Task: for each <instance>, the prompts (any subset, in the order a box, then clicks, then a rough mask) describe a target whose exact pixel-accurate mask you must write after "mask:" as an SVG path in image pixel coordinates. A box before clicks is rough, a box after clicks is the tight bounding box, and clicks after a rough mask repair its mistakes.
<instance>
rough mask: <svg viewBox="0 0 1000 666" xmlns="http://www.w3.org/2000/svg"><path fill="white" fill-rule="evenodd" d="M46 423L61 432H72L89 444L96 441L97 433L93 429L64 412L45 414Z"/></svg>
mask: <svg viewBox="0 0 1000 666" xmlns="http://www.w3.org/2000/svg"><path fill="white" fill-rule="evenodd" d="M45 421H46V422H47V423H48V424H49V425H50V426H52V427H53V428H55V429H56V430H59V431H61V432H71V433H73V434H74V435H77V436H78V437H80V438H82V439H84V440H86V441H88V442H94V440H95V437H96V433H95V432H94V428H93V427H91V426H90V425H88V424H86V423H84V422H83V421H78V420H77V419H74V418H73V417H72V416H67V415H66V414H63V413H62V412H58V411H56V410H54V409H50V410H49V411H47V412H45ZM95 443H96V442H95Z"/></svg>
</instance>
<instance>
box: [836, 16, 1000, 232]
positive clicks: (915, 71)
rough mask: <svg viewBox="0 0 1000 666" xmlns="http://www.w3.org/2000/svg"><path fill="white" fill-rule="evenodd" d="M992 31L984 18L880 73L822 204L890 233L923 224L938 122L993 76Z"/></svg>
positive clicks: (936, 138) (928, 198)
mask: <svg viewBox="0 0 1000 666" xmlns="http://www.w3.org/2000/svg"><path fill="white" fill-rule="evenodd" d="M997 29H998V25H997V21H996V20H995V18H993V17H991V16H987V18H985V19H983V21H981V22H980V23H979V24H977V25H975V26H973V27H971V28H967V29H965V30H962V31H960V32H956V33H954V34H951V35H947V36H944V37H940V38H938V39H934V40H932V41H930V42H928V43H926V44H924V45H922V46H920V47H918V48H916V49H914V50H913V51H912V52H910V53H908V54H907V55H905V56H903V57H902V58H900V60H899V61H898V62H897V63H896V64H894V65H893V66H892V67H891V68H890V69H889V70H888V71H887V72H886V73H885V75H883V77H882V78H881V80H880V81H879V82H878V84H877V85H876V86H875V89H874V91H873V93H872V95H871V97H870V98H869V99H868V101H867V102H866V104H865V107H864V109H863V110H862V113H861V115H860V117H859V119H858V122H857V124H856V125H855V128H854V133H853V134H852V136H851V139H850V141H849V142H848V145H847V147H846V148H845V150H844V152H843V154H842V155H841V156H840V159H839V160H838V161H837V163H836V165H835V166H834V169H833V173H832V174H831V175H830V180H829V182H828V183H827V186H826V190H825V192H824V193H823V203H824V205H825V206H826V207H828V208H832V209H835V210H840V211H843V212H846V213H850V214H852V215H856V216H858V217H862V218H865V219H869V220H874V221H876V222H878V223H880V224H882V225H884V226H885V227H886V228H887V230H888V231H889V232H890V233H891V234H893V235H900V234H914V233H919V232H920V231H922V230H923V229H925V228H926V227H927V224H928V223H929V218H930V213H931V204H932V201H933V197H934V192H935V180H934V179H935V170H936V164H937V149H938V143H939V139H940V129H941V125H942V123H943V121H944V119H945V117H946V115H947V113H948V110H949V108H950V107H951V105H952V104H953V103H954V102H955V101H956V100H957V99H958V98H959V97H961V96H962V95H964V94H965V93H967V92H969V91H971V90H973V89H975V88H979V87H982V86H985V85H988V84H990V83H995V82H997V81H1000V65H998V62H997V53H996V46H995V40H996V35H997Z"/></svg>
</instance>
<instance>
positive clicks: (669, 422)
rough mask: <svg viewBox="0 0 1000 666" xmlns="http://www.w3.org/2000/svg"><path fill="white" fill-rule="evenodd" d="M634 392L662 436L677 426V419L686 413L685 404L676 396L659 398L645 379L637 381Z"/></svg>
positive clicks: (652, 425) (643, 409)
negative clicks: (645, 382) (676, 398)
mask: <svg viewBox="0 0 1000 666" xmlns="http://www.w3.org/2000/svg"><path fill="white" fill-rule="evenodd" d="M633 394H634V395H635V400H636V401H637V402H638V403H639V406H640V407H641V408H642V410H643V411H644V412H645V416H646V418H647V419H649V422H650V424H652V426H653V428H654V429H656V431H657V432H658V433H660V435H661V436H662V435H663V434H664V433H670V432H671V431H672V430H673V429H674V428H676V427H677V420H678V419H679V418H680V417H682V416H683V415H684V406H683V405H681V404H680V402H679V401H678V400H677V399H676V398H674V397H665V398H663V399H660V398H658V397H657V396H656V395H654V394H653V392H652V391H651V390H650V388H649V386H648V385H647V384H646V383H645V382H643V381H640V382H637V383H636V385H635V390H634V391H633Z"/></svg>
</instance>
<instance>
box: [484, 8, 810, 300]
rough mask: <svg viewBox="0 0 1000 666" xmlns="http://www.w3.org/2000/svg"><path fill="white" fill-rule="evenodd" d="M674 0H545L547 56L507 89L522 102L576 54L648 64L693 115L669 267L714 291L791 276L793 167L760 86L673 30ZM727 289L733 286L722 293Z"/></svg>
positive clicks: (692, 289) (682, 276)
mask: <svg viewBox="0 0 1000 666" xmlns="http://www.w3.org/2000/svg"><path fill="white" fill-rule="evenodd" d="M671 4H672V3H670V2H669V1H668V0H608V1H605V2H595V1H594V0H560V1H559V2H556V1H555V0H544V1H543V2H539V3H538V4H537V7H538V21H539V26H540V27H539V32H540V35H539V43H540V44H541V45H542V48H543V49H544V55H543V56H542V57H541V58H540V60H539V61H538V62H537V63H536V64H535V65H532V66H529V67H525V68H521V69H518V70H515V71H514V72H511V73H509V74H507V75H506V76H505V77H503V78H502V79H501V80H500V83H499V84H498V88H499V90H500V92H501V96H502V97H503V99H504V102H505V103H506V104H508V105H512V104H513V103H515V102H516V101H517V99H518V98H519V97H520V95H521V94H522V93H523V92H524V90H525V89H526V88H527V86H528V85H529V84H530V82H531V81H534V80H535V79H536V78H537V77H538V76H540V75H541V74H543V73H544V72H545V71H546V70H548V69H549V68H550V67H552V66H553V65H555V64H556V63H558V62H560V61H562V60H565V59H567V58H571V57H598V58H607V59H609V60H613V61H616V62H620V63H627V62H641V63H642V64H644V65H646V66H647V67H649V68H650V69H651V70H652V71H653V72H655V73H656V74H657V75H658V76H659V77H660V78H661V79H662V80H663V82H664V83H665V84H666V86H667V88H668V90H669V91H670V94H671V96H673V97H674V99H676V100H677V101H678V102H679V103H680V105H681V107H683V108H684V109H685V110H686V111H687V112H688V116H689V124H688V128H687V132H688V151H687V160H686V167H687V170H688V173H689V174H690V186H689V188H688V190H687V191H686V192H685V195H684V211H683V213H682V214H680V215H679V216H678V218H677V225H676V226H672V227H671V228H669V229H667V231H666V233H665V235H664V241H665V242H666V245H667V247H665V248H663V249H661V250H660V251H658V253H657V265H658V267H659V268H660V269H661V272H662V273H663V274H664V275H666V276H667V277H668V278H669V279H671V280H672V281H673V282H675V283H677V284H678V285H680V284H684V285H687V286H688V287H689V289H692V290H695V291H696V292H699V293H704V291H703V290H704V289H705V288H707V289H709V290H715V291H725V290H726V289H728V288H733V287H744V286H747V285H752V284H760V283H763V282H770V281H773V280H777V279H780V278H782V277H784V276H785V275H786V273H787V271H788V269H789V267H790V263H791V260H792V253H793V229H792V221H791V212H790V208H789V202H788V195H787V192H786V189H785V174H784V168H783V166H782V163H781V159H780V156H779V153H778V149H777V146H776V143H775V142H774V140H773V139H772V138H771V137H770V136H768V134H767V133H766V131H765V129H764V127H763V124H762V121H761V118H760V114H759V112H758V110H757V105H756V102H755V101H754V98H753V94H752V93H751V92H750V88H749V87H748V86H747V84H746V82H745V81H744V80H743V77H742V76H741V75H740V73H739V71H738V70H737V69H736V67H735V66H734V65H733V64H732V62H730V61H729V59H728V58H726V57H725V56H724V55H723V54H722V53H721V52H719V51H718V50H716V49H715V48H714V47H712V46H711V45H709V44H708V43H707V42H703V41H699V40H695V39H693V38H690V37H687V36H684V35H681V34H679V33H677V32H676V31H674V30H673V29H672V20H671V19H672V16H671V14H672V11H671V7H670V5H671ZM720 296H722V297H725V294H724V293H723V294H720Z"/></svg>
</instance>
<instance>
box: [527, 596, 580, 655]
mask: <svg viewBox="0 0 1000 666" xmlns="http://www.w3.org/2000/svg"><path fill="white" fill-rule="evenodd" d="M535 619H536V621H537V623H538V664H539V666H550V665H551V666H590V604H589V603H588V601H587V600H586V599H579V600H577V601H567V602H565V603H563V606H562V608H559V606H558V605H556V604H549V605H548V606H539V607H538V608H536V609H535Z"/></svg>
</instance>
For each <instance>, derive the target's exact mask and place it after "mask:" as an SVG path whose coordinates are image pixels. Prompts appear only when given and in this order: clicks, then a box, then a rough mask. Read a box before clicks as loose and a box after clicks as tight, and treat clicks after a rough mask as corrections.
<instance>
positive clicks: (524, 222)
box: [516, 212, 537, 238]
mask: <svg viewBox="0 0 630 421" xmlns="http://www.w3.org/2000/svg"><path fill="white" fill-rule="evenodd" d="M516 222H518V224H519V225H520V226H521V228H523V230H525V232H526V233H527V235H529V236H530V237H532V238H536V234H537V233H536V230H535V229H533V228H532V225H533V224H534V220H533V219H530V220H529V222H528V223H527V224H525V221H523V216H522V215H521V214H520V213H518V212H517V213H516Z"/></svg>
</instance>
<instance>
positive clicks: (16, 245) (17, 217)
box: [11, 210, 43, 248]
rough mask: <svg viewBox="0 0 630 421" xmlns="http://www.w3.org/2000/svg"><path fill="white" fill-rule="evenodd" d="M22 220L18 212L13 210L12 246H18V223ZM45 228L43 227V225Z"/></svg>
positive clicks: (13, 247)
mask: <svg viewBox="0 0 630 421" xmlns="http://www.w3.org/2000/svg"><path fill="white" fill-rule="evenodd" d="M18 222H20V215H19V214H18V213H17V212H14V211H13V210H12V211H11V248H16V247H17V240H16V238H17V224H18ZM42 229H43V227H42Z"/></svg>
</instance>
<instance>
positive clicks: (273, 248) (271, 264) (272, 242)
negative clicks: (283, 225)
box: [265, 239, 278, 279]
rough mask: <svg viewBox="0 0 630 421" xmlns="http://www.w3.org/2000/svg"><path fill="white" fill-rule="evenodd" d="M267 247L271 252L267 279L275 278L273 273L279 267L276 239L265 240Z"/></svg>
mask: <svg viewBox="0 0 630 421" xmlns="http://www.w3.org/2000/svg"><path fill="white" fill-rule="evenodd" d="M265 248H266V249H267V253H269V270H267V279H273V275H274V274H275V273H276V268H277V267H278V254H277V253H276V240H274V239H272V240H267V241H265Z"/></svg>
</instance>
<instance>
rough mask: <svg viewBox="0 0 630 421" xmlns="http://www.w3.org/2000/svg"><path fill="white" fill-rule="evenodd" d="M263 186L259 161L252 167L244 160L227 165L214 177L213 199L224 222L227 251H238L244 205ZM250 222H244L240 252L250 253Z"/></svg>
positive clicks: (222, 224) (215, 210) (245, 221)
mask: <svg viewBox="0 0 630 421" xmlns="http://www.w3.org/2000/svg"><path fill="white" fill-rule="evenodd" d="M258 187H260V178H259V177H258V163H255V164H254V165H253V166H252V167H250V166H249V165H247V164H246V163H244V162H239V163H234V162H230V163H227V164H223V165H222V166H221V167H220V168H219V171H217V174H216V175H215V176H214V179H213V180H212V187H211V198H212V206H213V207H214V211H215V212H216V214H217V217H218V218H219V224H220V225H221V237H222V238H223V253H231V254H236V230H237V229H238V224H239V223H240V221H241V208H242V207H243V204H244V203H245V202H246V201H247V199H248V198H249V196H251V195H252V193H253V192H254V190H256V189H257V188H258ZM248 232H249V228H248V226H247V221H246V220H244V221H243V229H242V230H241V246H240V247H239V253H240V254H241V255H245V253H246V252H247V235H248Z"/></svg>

-*-*-

• **What is expected**: Start with the line above that contains "negative clicks: (645, 382) (676, 398)" and stop after the line that contains "0H545L547 56L507 89L522". Output those lines exactly, and only those.

• **Response to the exercise**:
negative clicks: (645, 382) (676, 398)
mask: <svg viewBox="0 0 1000 666" xmlns="http://www.w3.org/2000/svg"><path fill="white" fill-rule="evenodd" d="M633 394H634V395H635V400H636V401H637V402H638V403H639V406H640V407H641V408H642V410H643V411H644V412H645V416H646V418H647V419H649V422H650V424H652V426H653V428H654V429H656V431H657V432H658V433H660V435H661V436H662V435H663V434H664V433H670V432H671V431H672V430H673V429H674V428H676V427H677V420H678V419H679V418H680V417H682V416H683V415H684V406H683V405H681V404H680V402H679V401H678V400H677V399H676V398H674V397H665V398H663V399H660V398H658V397H657V396H656V395H654V394H653V392H652V391H651V390H650V388H649V386H648V385H647V384H646V383H645V382H643V381H640V382H637V383H636V385H635V390H634V391H633Z"/></svg>
</instance>
<instance>
box: [484, 8, 810, 300]
rough mask: <svg viewBox="0 0 1000 666" xmlns="http://www.w3.org/2000/svg"><path fill="white" fill-rule="evenodd" d="M674 0H545L547 56L507 89L522 102L576 54L648 64L693 115L669 267L714 291L791 276L793 167L760 86L673 30ZM727 289L733 286L722 293Z"/></svg>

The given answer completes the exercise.